カリキュラム・ポリシー(教育課程の編成及び実施に関する方針)
香川大学医学部看護学科は、卒業の認定に関する方針(ディプロマ・ポリシー)に示した人材を育成するために、全学共通科目(28単位以上)と学部開設科目(100単位以上、内訳は、専門基礎科目(専門基礎科学:26単位)、専門科目(基礎看護学・生涯発達看護学・地域生活看護学・統合実践看護学:74単位)から構成される教育課程を編成・実施します。卒業要件単位数は128単位以上とします。さらに養護教諭課程を編成・実施します。
進級要件は、1年次末、2年次末、3年次末において、当該年次に履修しなければならない学部開設科目の必修科目を全て修得していること(3年次編入生は除く)です。また2年次末において、2年次末までに履修しなければならない学部開設科目の選択科目及び全学共通科目について、所定の単位以上修得していることです。
卒業要件に加えて、養護教諭課程は31単位を修得していることが資格取得条件となります。

提供情報
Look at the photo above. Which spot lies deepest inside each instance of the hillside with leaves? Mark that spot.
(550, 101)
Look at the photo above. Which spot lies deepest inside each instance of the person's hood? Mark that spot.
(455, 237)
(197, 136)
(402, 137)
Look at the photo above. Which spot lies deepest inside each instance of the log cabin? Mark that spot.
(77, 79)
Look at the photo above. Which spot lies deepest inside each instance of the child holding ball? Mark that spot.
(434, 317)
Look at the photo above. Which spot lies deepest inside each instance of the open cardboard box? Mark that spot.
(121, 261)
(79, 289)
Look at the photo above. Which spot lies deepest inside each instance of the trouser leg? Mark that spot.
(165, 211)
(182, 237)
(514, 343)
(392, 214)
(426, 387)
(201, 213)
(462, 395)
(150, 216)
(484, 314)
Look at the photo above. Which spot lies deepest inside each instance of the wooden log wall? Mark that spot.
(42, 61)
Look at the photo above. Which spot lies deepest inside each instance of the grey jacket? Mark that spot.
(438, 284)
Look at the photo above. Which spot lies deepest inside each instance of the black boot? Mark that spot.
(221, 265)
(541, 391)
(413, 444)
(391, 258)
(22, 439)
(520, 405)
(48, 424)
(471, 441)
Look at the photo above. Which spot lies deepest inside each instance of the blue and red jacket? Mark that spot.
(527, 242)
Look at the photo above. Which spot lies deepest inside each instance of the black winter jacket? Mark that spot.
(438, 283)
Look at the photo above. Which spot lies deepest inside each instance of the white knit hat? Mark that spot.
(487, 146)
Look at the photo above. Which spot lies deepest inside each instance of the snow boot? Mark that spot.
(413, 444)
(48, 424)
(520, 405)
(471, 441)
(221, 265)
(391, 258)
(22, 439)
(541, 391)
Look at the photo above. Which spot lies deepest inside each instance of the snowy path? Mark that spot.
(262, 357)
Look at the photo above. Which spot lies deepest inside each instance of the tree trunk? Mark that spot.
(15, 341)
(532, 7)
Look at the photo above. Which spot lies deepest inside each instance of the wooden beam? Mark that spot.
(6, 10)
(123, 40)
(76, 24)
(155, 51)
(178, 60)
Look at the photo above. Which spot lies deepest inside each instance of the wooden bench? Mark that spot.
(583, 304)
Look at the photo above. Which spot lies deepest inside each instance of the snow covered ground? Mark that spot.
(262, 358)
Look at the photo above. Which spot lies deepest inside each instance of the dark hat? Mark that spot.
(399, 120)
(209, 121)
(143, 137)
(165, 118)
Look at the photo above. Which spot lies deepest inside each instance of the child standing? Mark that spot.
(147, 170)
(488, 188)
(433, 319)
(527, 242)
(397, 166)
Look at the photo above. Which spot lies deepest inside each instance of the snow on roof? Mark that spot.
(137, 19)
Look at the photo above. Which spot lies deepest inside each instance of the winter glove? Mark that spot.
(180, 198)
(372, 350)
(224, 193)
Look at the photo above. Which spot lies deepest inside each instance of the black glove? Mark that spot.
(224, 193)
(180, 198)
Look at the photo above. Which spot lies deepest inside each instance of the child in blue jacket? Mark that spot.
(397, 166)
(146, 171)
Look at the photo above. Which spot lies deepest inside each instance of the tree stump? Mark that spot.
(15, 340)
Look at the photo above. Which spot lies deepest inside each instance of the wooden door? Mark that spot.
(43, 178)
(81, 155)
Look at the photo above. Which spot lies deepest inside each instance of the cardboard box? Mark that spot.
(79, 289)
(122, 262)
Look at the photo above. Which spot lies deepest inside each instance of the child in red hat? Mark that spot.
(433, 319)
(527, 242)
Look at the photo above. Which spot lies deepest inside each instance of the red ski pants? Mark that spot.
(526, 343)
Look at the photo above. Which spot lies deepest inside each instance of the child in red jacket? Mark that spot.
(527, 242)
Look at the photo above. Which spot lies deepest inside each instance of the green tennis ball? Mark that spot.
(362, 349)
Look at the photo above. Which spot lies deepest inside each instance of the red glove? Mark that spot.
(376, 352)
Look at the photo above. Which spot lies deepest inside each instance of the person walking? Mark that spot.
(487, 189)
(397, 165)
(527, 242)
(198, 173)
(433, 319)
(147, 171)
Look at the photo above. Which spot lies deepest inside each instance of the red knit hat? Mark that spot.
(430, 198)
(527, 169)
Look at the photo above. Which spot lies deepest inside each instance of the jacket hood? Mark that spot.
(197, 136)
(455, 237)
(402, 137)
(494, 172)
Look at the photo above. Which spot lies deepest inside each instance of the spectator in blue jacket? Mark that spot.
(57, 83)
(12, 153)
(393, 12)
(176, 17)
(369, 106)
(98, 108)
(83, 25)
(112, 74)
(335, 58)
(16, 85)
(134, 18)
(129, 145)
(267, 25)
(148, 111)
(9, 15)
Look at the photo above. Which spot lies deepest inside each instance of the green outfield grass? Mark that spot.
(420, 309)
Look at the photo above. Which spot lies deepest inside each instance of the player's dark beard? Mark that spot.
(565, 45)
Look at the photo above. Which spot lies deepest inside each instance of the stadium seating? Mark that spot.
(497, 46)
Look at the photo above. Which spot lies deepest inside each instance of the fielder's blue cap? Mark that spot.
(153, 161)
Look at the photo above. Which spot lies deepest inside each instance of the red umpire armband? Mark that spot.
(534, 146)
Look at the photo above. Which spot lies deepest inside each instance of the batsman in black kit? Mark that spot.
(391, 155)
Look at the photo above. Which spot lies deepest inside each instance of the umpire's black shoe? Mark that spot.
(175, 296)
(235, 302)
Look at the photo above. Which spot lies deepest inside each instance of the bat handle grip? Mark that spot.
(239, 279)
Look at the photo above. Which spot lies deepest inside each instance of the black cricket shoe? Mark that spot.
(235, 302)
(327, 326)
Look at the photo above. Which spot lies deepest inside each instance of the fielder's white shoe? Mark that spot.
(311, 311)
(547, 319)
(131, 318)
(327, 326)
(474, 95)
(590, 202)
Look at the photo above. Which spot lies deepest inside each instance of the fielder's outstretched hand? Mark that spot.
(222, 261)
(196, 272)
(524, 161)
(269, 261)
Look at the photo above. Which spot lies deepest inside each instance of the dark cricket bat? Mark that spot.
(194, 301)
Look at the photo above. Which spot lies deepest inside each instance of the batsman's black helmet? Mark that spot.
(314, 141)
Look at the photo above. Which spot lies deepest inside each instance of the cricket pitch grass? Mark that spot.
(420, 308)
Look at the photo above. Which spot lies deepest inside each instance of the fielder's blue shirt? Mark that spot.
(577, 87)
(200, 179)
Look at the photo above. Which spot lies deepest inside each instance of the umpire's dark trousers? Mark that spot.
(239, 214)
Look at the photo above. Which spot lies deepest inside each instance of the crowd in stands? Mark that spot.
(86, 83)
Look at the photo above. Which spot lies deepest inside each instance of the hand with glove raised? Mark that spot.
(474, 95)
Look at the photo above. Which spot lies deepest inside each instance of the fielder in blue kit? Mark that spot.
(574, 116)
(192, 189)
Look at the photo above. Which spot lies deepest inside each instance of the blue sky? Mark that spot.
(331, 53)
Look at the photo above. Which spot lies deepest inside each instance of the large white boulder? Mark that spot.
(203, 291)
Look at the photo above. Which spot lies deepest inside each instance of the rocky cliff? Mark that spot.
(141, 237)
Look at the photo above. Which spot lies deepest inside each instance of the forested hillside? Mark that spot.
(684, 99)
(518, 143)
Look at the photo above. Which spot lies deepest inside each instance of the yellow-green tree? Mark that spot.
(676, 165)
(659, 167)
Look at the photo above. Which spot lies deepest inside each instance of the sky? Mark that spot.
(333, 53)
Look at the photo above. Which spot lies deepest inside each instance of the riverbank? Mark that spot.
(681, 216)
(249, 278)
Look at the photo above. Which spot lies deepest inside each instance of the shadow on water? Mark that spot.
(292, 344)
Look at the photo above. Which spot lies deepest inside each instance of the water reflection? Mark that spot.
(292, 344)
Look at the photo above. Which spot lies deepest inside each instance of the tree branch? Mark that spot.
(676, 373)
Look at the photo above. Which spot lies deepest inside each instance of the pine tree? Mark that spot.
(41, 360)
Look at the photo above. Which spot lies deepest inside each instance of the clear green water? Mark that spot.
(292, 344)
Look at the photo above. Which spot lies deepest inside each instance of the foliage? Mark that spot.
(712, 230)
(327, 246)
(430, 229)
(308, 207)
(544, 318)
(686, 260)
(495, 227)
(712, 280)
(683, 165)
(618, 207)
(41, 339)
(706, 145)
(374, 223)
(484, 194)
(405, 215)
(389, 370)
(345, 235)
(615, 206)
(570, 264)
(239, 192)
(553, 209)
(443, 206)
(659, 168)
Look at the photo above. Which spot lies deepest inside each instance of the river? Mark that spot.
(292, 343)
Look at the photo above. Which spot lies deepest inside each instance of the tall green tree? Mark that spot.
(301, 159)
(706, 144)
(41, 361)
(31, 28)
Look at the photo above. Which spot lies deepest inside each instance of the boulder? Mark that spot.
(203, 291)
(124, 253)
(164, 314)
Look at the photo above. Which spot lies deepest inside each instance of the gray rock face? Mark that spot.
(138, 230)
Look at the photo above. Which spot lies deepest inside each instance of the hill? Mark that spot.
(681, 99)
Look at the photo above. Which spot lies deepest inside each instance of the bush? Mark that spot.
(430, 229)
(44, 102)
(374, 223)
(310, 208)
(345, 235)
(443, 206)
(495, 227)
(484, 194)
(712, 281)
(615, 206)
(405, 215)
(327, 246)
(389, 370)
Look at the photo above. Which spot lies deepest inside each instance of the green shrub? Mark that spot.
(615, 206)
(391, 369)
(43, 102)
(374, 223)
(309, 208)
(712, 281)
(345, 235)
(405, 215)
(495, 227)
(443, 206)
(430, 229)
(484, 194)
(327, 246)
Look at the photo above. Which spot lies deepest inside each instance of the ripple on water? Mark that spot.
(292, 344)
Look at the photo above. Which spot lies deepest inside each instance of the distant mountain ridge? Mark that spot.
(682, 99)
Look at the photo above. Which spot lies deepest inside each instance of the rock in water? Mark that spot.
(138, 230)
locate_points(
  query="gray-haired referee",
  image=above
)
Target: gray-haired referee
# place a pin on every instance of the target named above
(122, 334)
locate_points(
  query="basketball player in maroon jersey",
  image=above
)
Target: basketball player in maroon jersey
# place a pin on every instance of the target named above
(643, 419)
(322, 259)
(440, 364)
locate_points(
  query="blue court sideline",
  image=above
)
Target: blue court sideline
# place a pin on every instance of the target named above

課題 A
看護学科のカリキュラム・ポリシーでは、卒業要件単位数を何単位以上としているか答えよ。
課題 B
看護学科のカリキュラム・ポリシーに挙げられている専門科目の分野をすべて書き出せ。
課題 C
看護学科のカリキュラム・ポリシーの文章を、最後の文の後から書き継げ。
一覧の内容は解答に使わない。

解答欄 A
128単位以上。

解答欄 B
基礎看護学、生涯発達看護学、地域生活看護学、統合実践看護学

解答欄 C
医学部看護学科の教育体制の主な特徴は、看護学教育モデル・コア・カリキュラムに則りつつ独自のディプロマ・ポリシー(DP)を達成しうるカリキュラムを編成していることにあります。生命の尊重を基本として、看護の問題を総合的に判断し解決できる知識や実践能力を養い、国際的な幅広い視野で地域保健医療の向上に寄与できることを目的とした科目を配置し、修得した知識と看護技術を応用するための臨地実習を重視しています。教育方法では、講義による知識修得だけでなく、グループワークを取り入れた講義・演習形式やProblem(Project) Based Learning(PBL)など、学生自らが積極的に学修に取り組むアクティブラーニングを推進しています。
1年次は、人間理解に必要となる幅広い視野と知識の獲得のため、全学共通科目(主題科目、学問基礎科目)を中心に学び、さらに1、2年次に専門基礎科学並びに基礎看護学など、医学・看護の基本的知識を修得する科目を履修していきます。特に、1年次生の看護への関心を高めるために、看護各専門領域の概論を多く履修できるようにしています。その後2年次から、より高度な看護の専門科目を履修します。3年次には各領域別の演習・実習をとおして、対象者の健康問題を解決するための看護過程を展開し、問題解決・課題探求能力を身につけていきます。4年次には統合実践看護学をとおして、具体的な課題に取り組み総合的実践力を高めていきます。さらに「看護研究」では、学生の志向に沿った領域を選択して、保健医療に係わる看護テーマを見出し、問題解決・課題探求能力の向上を図ります。なお、カリキュラム・ポリシーに関係する教育課程については、カリキュラムマップを用いて詳細に明示しています。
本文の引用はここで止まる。